### DOCUMENT PASSAGE
* START *

Lee Michael Feldman (born 1967/1968) is an American lawyer and businessman, and the chairman of GVC Holdings, the FTSE 100 Index gambling conglomerate, and the managing partner of the private equity firm, Twin Lakes Capital Management, LLC.

Early life
Feldman earned a bachelor's degree and a juris doctor in law, both from Columbia University.

Career
Feldman started his career as a corporate lawyer for O'Sullivan, Graev and Karabell.

In December 2004, Feldman joined GVC Holdings, and has been non-executive chairman since September 2008.

In 2007, Feldman co-founded the private equity firm, Twin Lakes Capital Management, LLC.

From at least 2008 to 2012, Feldman was CEO of Aurora Brands, which owns the home furnishing brands MacKenzie-Childs and Jay Strongwater.

In 2017, Feldman and the CEO of GVC, Kenny Alexander earned a total of £26.9 million, and 44% of shareholders voted against the company's remuneration report.

* END *

### WHAT YOU WILL DO
**1)** Decide whether each statement agrees with the passage on Lee Michael Feldman, answering yes or no and quoting the words that settle it: (a) Feldman's juris doctor is from Columbia University; (b) Feldman co-founded Twin Lakes Capital Management in 2004; (c) in 2017, 44% of shareholders voted against GVC's remuneration report.
**2)** Count the lines in the rows below that contain the string "point". Reply with the number alone.
The rows have no connection to the passage on Lee Michael Feldman.

### DATASET EXTRACT
* START *

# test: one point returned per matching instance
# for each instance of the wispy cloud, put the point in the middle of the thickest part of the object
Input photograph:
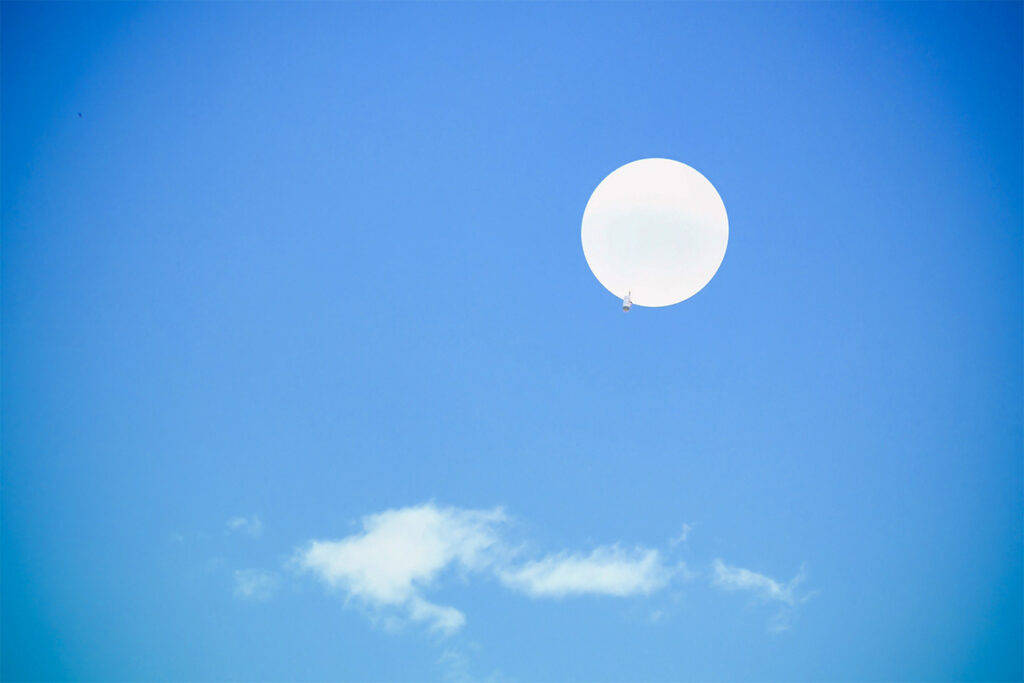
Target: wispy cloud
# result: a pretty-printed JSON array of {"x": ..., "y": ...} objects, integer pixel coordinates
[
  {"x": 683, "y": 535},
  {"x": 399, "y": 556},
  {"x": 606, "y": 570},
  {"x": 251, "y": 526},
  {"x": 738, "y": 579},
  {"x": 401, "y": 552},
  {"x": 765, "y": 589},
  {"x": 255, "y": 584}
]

* END *

### TASK-BY-TASK OUTPUTS
**1)**
(a) Yes: "Feldman earned a bachelor's degree and a juris doctor in law, both from Columbia University."
(b) No: "In 2007, Feldman co-founded the private equity firm, Twin Lakes Capital Management, LLC."
(c) Yes: "44% of shareholders voted against the company's remuneration report."

**2)** 2